— START OF Provided records —

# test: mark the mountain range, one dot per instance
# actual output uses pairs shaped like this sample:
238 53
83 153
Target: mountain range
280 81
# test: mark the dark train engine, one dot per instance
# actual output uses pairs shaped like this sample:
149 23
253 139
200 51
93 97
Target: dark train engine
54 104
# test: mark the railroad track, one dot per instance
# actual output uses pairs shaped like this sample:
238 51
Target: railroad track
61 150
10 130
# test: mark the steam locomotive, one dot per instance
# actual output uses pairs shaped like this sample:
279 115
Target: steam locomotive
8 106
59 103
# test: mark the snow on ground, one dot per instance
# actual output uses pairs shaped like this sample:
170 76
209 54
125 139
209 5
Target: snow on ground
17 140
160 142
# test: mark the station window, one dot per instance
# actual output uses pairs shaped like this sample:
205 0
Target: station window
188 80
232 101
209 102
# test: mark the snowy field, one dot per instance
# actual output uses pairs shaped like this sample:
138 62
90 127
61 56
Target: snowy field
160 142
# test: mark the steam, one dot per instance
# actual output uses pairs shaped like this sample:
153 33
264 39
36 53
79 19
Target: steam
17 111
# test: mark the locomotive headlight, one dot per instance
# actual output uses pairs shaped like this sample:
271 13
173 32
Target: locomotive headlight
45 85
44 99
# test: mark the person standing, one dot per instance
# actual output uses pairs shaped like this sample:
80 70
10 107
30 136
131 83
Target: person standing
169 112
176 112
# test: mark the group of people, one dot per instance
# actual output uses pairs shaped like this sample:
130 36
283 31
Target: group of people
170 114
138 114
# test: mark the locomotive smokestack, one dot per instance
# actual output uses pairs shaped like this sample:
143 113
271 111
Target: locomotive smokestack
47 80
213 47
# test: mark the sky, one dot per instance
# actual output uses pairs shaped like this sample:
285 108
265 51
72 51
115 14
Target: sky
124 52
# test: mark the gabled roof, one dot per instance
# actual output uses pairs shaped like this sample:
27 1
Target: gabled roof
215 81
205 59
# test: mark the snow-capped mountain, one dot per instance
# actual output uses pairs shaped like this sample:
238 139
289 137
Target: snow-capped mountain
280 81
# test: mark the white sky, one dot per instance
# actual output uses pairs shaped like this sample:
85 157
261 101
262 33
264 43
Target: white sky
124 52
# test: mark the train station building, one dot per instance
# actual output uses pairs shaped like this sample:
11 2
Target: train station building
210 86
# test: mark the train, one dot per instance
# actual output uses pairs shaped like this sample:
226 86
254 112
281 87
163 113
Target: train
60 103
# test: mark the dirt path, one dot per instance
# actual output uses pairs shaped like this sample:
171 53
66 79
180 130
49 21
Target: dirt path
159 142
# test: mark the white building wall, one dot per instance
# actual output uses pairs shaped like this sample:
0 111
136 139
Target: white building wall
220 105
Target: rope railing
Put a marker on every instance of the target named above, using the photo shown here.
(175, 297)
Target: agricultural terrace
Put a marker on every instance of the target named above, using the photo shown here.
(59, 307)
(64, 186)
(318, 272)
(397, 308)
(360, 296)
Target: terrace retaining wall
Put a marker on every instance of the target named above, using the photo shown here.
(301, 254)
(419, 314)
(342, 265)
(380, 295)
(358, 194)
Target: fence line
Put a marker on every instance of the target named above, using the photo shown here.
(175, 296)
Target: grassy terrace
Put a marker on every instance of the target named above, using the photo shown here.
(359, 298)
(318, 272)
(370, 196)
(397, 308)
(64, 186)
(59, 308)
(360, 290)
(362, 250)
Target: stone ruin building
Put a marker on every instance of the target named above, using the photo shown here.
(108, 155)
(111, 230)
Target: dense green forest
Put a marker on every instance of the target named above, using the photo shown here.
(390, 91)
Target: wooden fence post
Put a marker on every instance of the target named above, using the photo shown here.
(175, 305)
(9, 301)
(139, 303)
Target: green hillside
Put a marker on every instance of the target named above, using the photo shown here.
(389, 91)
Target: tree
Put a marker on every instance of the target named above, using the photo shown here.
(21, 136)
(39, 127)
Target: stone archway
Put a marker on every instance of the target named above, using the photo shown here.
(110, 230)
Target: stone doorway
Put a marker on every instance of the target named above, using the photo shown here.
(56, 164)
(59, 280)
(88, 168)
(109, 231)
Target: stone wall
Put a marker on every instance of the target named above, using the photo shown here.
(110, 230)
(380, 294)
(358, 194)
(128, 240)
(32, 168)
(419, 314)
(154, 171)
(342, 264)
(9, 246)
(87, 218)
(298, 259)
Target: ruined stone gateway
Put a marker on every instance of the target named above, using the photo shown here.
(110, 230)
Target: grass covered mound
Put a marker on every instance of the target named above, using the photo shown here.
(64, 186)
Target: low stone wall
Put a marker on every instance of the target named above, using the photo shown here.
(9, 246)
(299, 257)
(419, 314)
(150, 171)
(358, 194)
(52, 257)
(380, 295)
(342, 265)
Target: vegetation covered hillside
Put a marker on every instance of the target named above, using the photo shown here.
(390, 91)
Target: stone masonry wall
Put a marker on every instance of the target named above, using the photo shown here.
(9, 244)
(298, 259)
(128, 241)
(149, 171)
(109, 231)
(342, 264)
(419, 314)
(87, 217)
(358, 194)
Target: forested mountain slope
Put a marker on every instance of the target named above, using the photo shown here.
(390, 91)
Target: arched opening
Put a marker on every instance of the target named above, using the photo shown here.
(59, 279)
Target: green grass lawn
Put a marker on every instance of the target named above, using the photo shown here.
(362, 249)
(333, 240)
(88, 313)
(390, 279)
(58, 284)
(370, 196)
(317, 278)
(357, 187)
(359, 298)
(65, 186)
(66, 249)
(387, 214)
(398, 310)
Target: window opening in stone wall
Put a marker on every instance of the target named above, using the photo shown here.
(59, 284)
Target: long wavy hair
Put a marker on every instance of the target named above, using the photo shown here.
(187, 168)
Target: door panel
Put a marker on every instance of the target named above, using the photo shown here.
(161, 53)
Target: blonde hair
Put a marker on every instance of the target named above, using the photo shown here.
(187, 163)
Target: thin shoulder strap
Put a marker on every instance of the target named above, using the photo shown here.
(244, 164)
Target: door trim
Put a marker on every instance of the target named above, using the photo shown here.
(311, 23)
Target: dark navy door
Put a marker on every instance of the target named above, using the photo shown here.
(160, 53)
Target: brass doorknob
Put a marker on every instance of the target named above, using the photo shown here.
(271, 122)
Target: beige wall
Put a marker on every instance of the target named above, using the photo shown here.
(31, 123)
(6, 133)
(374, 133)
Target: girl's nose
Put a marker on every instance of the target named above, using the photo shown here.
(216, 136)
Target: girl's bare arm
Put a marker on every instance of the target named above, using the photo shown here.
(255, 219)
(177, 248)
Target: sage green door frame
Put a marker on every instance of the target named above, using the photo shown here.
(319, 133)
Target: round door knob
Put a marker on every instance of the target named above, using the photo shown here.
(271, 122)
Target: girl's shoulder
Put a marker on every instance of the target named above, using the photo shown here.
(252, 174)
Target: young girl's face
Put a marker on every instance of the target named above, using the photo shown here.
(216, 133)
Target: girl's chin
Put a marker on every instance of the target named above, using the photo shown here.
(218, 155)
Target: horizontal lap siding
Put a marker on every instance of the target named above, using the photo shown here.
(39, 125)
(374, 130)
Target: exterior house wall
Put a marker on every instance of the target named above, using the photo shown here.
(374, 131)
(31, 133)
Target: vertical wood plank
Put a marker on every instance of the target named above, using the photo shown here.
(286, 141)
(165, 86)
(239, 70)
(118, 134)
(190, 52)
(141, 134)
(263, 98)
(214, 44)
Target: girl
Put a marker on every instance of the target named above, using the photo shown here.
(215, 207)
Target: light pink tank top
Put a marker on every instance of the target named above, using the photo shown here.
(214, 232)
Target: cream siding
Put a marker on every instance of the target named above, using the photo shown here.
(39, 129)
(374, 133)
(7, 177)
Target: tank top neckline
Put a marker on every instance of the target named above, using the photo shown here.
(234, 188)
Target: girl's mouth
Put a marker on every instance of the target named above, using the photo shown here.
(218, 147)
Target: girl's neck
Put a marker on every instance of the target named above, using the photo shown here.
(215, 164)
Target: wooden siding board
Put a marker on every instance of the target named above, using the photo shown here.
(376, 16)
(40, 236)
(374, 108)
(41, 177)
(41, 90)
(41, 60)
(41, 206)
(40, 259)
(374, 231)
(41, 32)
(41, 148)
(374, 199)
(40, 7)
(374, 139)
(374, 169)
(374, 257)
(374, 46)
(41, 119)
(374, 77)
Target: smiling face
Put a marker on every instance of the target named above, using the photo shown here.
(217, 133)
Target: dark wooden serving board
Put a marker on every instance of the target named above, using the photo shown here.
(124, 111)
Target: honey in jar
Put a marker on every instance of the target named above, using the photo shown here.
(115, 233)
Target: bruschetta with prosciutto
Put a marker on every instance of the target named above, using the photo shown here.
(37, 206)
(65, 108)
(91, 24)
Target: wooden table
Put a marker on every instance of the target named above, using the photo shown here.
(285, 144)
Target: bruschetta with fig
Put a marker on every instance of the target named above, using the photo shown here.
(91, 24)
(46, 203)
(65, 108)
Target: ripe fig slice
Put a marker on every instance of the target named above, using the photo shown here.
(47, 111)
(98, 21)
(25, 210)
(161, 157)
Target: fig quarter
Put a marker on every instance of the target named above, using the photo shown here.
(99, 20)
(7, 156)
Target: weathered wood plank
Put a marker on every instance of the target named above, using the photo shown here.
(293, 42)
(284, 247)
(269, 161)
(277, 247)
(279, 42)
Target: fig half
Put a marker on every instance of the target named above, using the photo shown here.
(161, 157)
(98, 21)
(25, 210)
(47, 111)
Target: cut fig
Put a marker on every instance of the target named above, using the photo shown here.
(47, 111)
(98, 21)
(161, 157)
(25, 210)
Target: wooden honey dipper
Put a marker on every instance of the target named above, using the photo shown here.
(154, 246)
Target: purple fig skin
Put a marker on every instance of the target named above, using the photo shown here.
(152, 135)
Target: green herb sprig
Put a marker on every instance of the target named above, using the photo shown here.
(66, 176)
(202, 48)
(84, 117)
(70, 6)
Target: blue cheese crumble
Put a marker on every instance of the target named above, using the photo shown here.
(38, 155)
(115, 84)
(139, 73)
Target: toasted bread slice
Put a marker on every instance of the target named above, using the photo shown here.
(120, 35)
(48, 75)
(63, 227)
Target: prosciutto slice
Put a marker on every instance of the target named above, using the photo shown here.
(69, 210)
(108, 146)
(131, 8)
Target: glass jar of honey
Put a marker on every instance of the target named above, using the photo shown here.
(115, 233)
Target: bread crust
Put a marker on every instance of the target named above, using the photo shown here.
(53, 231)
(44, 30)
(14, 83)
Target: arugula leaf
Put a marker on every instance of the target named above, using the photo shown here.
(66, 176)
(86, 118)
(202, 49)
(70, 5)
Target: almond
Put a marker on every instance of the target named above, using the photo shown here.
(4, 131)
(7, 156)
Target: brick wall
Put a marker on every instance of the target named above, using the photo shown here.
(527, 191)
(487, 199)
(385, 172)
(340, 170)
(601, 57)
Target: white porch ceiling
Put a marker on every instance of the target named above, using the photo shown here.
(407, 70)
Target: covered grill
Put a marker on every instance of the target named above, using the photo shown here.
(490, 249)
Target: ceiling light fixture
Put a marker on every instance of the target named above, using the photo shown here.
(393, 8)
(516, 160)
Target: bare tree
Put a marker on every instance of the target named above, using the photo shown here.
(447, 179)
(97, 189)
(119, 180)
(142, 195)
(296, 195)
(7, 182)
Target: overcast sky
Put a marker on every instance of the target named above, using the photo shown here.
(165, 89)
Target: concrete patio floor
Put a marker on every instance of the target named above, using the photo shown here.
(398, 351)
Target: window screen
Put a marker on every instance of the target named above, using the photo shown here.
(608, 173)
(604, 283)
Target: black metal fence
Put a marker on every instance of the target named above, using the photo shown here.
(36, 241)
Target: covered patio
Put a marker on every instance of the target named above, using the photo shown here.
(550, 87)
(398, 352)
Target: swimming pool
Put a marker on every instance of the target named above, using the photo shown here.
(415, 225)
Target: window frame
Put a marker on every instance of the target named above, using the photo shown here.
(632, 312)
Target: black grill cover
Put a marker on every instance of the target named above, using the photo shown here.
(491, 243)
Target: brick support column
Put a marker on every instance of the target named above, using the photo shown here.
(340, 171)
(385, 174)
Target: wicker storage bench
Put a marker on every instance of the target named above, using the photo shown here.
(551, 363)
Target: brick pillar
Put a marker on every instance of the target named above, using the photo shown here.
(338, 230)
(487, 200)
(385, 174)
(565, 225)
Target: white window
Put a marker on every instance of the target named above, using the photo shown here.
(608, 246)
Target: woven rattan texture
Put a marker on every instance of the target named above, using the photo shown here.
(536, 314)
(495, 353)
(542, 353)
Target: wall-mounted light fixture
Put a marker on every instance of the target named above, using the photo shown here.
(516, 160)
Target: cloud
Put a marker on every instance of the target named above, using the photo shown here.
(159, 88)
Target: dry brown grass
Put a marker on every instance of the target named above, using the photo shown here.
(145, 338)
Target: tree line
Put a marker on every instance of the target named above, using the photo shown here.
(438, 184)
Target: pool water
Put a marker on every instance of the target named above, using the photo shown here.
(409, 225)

— END OF Provided records —

■ Goal
Can you rewrite the listing from the line holding "Target: white window" through the end of the listing, both ends included, changing "tree line" to "row of trees" and leaving everything else the same?

■ Task result
Target: white window
Put a marker on every instance of the target named above, using the photo shown here.
(608, 246)
Target: woven rattan texture
Put a marker on every instance of the target named above, using the photo shown here.
(536, 314)
(495, 353)
(542, 353)
Target: wall-mounted light fixture
Put a marker on every instance of the target named above, using the photo shown here.
(516, 160)
Target: cloud
Put a marker on every instance of the target named above, using the photo shown here.
(159, 88)
Target: dry brown grass
Put a marker on every instance of the target named above, using the photo shown here.
(145, 338)
Target: row of trees
Put a marker on every instance of the target named above, using the photo shown here.
(438, 184)
Target: pool water
Put a marker on every instance of the target named above, using the photo shown here.
(409, 225)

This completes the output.